▶ What is being asked: Please pick out every line below that contains the string "window", matching case exactly, and copy each of those lines.

▶ Extracted entries:
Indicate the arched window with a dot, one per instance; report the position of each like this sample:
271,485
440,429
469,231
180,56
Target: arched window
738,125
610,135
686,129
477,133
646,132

▶ Output for this exercise:
Indicate the arched window with a dot, one per instance; report the position of each like this sample:
Target: arched window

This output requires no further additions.